## Exercise requirements
Your job is to transcribe the material exactly, every line included.

*** Opening of Data extract ***

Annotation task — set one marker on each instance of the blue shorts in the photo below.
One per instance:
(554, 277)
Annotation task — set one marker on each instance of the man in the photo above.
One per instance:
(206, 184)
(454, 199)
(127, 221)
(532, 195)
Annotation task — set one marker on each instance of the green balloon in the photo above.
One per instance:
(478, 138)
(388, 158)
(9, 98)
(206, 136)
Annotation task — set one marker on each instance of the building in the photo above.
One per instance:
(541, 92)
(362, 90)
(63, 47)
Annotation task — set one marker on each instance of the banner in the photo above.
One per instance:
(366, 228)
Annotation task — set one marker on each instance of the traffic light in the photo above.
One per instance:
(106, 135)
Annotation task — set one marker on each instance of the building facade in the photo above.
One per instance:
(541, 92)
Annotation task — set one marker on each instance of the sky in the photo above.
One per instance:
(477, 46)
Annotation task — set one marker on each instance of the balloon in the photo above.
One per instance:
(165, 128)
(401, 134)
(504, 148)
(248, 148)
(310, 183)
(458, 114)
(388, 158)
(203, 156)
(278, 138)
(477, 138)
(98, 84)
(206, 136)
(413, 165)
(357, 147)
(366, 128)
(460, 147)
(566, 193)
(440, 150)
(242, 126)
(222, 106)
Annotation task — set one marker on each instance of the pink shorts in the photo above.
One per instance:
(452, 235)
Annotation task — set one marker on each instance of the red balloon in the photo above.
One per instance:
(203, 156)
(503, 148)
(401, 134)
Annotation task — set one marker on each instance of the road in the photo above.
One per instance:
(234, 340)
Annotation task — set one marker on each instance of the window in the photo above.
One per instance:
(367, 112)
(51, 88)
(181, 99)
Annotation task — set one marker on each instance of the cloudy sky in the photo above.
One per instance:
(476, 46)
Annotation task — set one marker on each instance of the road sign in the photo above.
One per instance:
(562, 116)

*** Close of Data extract ***

## Result
Annotation task — set one marker on each instance of the blue shorts in the photo below.
One per instance:
(554, 277)
Annotation task — set one marker on each instance of the man in the photo above.
One per instance:
(206, 184)
(454, 199)
(127, 221)
(532, 195)
Annotation task — set one marker on each instance of the green balloon in the photo above.
One per instance:
(478, 138)
(388, 158)
(9, 98)
(206, 136)
Annotation task — set one marker on each instance of the building in the photo above.
One per instance:
(541, 92)
(362, 90)
(63, 47)
Annotation task — set one marker on each instance of the banner in the photo above.
One per instance:
(366, 228)
Annotation task — set one marker on each instance of the traffic light in the photo above.
One per instance:
(106, 135)
Annotation task — set one marker on each instance of the building facade in the photo above.
One per instance:
(541, 92)
Annotation task — set one marker on each instance of the sky in the photo above.
One per instance:
(477, 46)
Annotation task — set one marker on each instance of the balloon in the photo above.
One per instance:
(165, 128)
(401, 134)
(504, 148)
(248, 148)
(310, 183)
(458, 114)
(388, 158)
(203, 156)
(278, 138)
(477, 138)
(98, 84)
(206, 136)
(413, 165)
(357, 147)
(366, 128)
(460, 147)
(566, 193)
(440, 150)
(242, 126)
(222, 106)
Annotation task — set one marker on each instance of the pink shorts in the photo above.
One per instance:
(452, 235)
Annotation task — set one marker on each instance of the red balloon in the photo above.
One per instance:
(203, 156)
(503, 148)
(401, 134)
Annotation task — set one marker on each instance of the road in the photo above.
One per instance:
(234, 340)
Annotation task — set one marker on each instance of the window in the photo above.
One per instance:
(367, 112)
(51, 88)
(181, 99)
Annotation task — set one marker on each instance of the cloudy sky in the photo above.
One per instance:
(476, 46)
Annotation task — set one marker on each instance of the road sign in the photo above.
One per instance:
(562, 116)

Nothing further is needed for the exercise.